EXERCISE:
From the article on the Montgomery County budget workshops, return the passage starting at "Precinct 1 Commissioner" and ending at "Kathryn Pinneri’s center.", copied word for word.

TEXT SHOWN:
****************************************
The Montgomery County Commissioners Court began prioritizing departmental projects as it began its budget workshops for fiscal year 2020-21 on July 28. This discussion centered on whether the county could reclassify federal Coronavirus Aid, Relief and Economic Security Act funding for projects.
The matter was discussed while the commissioners considered how to fund an $18 million forensic center for the sheriff’s office. Budget Officer Amanda Carter said the county had about $8 million for capital improvement projects.
Precinct 1 Commissioner Mike Meador and Precinct 2 Commissioner Charlie Riley brought up the federal funding could be reclassified and used to fund Montgomery County Forensics Director Dr. Kathryn Pinneri’s center.
“The only reason she’s running out of space today is because of COVID[-19],” Riley said.
County Attorney B.D. Griffin advised against reclassifying the funds before the federal funding period had expired because the project had been planned for before the pandemic began and the use of funds in this way might warrant an audit. Although the county has already reclassified funds, Griffin said those projects followed the instructions from the U.S. Treasury, but the forensic project may not be considered appropriate.
Precinct 3 Commissioner James Noack said he had heard the federal funding period might be extended until the end of 2021, so the county would have to wait until then to reclassify any federal funds. The federal coronavirus aid funding period is scheduled to expire Dec. 31.
****************************************
SOURCE INFORMATION:
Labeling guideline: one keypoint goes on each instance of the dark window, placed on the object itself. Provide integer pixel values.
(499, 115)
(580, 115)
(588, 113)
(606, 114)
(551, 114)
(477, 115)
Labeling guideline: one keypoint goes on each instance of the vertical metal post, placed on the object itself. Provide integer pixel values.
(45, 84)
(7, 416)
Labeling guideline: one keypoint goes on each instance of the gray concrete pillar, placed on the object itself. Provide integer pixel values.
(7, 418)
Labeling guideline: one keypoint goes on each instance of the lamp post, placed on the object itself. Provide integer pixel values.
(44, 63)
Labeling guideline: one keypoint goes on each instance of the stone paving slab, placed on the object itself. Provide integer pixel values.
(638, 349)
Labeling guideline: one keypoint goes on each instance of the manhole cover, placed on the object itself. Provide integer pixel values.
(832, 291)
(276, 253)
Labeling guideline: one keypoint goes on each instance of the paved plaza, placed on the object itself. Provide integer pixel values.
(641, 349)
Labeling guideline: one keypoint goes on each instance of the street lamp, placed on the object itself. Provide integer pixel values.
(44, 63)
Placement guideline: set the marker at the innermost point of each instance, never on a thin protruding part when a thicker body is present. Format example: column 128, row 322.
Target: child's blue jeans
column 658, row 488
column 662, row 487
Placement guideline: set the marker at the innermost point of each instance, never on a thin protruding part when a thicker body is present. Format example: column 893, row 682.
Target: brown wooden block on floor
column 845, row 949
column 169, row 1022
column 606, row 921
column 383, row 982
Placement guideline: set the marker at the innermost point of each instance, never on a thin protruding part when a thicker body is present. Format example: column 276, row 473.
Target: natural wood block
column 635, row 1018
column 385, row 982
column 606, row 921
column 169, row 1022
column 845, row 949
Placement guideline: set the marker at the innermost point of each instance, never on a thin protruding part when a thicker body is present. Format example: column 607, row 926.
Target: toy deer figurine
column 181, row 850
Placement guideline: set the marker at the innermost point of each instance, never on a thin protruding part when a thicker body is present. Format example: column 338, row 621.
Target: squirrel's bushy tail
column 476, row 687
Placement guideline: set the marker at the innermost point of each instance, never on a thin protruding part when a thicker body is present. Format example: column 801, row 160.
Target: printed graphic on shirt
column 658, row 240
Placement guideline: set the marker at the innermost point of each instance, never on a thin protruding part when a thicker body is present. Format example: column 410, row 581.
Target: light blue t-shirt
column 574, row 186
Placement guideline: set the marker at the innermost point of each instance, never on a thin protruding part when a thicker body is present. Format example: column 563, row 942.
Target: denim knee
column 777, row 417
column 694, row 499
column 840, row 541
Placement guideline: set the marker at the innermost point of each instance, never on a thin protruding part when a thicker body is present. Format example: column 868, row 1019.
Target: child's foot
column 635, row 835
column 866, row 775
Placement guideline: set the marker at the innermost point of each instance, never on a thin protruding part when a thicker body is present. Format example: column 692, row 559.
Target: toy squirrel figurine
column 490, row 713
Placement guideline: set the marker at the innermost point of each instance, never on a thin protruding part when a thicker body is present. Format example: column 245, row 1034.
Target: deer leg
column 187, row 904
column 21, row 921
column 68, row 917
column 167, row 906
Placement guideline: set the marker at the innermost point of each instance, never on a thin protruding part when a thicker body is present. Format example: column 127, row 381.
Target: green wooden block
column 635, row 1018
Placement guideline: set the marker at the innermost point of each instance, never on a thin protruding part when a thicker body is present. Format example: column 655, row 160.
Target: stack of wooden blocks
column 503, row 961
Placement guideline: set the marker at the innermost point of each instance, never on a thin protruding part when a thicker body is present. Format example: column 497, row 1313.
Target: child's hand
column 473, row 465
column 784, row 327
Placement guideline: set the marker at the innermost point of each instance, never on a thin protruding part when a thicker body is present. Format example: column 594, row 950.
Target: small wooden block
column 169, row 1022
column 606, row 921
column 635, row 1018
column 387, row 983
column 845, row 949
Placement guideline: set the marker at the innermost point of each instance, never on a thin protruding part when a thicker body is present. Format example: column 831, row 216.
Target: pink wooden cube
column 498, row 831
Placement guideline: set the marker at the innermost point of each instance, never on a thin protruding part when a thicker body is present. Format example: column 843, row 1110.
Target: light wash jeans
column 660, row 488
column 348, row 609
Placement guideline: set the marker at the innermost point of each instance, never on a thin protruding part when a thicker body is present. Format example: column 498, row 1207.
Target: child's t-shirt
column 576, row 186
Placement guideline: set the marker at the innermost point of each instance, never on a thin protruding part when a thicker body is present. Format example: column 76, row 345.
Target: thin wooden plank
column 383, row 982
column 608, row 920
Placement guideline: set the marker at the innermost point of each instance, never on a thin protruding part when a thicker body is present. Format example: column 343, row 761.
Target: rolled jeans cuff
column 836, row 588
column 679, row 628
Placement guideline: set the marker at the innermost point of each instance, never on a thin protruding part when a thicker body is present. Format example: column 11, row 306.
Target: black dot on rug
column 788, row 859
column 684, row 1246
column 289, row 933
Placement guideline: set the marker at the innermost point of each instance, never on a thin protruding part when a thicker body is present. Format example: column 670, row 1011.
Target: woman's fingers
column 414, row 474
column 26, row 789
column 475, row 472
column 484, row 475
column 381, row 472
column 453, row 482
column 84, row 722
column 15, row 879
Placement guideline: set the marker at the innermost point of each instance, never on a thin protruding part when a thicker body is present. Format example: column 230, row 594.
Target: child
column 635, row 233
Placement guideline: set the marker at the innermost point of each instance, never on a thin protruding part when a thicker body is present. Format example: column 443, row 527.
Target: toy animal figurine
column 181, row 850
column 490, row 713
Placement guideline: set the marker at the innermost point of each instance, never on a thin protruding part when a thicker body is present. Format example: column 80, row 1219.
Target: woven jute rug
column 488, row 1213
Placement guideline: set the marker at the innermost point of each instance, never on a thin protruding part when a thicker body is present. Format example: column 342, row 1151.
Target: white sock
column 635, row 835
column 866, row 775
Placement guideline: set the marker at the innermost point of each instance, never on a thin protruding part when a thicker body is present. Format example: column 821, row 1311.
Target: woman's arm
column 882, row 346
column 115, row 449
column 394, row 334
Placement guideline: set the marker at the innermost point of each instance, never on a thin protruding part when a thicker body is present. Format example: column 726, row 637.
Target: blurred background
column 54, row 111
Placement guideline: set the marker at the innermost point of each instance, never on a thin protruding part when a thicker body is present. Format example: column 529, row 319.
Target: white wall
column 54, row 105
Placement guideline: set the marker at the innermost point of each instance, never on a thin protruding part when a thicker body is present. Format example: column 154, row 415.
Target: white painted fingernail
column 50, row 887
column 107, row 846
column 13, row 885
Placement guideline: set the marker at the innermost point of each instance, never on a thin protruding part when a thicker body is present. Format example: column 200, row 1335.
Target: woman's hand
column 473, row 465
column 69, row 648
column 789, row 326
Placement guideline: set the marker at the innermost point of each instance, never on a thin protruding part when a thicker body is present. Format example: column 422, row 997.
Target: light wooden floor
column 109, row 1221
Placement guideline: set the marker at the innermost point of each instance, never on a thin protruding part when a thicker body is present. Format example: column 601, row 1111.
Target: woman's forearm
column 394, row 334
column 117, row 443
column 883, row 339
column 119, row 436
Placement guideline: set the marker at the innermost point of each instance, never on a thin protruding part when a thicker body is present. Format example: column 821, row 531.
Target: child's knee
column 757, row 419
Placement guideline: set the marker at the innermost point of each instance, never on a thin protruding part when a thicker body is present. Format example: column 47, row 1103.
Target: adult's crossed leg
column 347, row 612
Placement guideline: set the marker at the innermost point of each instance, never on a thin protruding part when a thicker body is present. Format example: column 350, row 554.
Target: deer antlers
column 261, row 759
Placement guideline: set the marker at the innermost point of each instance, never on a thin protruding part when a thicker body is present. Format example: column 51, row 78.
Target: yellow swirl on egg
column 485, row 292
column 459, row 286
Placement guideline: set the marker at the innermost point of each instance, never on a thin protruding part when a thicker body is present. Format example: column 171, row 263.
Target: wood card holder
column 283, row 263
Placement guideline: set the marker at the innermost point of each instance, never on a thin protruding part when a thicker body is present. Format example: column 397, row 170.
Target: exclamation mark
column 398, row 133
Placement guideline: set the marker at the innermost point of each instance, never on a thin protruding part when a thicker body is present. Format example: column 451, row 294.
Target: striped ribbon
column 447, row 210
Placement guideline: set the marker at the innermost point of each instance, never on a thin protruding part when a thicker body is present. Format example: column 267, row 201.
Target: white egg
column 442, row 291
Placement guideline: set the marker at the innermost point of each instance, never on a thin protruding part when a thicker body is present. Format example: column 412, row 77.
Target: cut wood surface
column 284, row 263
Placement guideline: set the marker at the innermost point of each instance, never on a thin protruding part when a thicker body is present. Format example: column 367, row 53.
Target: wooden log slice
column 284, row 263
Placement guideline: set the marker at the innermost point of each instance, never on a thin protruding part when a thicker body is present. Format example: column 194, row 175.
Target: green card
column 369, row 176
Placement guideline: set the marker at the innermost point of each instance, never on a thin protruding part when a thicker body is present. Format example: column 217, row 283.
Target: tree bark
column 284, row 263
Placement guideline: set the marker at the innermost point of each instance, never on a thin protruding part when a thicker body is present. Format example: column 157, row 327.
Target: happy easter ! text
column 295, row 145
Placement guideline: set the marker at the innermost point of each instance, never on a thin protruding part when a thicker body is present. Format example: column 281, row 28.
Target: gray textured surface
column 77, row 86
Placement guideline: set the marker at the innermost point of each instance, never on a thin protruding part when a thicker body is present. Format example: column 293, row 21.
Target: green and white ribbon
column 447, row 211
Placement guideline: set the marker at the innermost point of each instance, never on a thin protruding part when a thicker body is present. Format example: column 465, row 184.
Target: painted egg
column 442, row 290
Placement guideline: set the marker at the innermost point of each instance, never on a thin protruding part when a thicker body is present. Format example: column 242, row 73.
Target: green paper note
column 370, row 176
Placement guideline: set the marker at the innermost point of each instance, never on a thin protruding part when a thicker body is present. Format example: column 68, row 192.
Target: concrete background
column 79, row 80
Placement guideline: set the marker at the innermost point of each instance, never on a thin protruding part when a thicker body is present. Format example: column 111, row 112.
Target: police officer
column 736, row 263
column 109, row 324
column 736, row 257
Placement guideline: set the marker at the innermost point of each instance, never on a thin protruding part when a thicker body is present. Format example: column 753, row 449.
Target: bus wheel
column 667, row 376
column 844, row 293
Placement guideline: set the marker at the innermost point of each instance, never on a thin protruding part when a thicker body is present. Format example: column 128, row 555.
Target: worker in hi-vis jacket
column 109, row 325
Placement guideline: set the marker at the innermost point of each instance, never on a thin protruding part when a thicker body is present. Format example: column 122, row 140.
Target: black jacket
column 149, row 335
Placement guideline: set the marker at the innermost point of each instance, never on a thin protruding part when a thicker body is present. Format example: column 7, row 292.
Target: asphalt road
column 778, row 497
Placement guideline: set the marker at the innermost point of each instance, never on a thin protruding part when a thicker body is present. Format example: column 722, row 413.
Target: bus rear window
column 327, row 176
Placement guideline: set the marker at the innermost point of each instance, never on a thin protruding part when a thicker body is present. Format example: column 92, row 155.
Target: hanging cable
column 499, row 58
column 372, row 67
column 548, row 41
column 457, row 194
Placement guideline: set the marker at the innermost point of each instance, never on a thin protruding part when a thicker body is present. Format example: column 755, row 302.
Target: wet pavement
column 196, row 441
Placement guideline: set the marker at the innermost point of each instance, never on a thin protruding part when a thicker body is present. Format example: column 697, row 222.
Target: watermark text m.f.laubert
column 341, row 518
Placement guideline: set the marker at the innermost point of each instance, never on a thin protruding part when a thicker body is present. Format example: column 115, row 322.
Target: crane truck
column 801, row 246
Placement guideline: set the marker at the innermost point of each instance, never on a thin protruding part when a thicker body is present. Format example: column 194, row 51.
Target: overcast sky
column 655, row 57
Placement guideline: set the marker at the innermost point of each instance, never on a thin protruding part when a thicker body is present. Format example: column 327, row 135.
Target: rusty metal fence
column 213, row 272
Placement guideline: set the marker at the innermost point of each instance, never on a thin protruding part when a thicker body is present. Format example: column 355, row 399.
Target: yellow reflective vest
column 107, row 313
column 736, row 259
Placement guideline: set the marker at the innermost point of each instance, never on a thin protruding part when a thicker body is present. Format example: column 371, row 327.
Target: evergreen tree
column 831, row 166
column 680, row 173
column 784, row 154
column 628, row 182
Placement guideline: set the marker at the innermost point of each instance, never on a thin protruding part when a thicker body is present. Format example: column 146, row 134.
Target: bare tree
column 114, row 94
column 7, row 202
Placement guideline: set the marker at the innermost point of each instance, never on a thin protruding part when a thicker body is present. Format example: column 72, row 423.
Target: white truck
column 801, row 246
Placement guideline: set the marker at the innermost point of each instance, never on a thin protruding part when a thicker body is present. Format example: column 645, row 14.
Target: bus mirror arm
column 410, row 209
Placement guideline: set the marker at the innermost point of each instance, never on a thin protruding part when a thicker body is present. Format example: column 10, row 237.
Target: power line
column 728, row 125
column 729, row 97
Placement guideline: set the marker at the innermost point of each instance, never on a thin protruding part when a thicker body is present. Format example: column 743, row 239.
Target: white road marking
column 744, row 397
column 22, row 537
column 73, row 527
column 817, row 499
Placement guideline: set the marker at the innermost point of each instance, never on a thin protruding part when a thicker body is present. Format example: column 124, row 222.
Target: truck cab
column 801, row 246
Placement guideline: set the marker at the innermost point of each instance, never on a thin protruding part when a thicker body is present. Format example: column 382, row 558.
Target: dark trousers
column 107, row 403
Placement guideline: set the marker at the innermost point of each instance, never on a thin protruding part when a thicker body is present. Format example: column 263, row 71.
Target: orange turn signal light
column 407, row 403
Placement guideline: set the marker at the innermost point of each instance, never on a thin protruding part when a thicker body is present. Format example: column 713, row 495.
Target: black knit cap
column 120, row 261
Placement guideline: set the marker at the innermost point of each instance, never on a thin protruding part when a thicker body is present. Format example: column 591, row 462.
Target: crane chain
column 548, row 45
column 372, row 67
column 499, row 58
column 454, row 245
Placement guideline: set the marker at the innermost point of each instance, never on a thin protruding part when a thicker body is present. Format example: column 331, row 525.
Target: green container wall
****************************************
RESULT FOR THIS EXERCISE:
Precinct 1 Commissioner Mike Meador and Precinct 2 Commissioner Charlie Riley brought up the federal funding could be reclassified and used to fund Montgomery County Forensics Director Dr. Kathryn Pinneri’s center.